REQUIREMENTS:
Turn the lines of the records into a numbered list, beginning at the line that has "Objective — for every instance of the yellow-green" and stopping after the last line of the records. Leave out blank lines and include nothing from before that starting line.

** START **

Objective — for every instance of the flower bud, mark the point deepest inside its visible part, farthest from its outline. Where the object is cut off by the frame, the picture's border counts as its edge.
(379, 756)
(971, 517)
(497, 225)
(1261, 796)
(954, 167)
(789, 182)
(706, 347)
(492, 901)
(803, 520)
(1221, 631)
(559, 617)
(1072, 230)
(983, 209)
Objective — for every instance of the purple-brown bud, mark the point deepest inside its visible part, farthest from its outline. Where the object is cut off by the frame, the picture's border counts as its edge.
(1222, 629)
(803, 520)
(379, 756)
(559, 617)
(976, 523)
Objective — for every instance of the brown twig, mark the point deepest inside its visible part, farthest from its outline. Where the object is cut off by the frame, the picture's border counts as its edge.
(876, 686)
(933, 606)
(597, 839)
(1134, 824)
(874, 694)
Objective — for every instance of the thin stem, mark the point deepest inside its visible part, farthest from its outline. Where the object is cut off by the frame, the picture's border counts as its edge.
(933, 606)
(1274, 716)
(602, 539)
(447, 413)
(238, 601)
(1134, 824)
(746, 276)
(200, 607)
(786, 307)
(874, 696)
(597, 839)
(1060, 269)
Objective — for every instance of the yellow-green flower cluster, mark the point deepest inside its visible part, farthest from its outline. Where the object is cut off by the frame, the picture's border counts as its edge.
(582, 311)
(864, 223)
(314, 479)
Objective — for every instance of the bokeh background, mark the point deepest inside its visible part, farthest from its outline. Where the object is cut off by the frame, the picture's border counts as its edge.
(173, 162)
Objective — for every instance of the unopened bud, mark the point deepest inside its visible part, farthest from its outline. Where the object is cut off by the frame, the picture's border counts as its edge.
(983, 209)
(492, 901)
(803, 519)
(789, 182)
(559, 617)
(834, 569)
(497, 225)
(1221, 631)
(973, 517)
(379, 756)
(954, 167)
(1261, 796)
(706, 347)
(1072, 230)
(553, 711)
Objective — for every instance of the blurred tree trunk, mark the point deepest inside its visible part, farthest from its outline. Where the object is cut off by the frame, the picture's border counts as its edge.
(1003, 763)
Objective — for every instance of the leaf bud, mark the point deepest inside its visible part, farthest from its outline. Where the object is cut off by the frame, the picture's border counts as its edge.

** END **

TASK SOLUTION:
1. Objective — for every instance of the yellow-green flower cluster, mark the point deepest inside its visible part, farthest from its outline. Where the object is cut off by the frame, the picture's border counts as its edge.
2. (582, 311)
3. (864, 223)
4. (314, 479)
5. Objective — for every instance of the bokeh background, mark the point deepest inside its visible part, farthest from its outline. Where the object is cut off by the frame, the picture's border counts as its edge.
6. (173, 162)
7. Objective — for every instance of the unopened bud, mark the point deepest inside its visible part, farthest from its outline. Where the object is cut off by the frame, the picture's border counts as its edge.
8. (983, 209)
9. (492, 901)
10. (803, 519)
11. (789, 182)
12. (559, 617)
13. (834, 569)
14. (497, 225)
15. (1221, 631)
16. (973, 517)
17. (379, 756)
18. (954, 167)
19. (1261, 796)
20. (706, 347)
21. (1072, 230)
22. (553, 711)
23. Objective — for every instance of the blurred tree trunk, mark the point deepest inside its visible part, farthest from its outline. Where the object is cut off by the frame, the picture's border counts as its edge.
24. (1003, 763)
25. Objective — for every instance of the leaf bud, mark the point deepest inside its visible part, farthest from its outline. Where the object is cut off by the frame, the picture's border counts as its edge.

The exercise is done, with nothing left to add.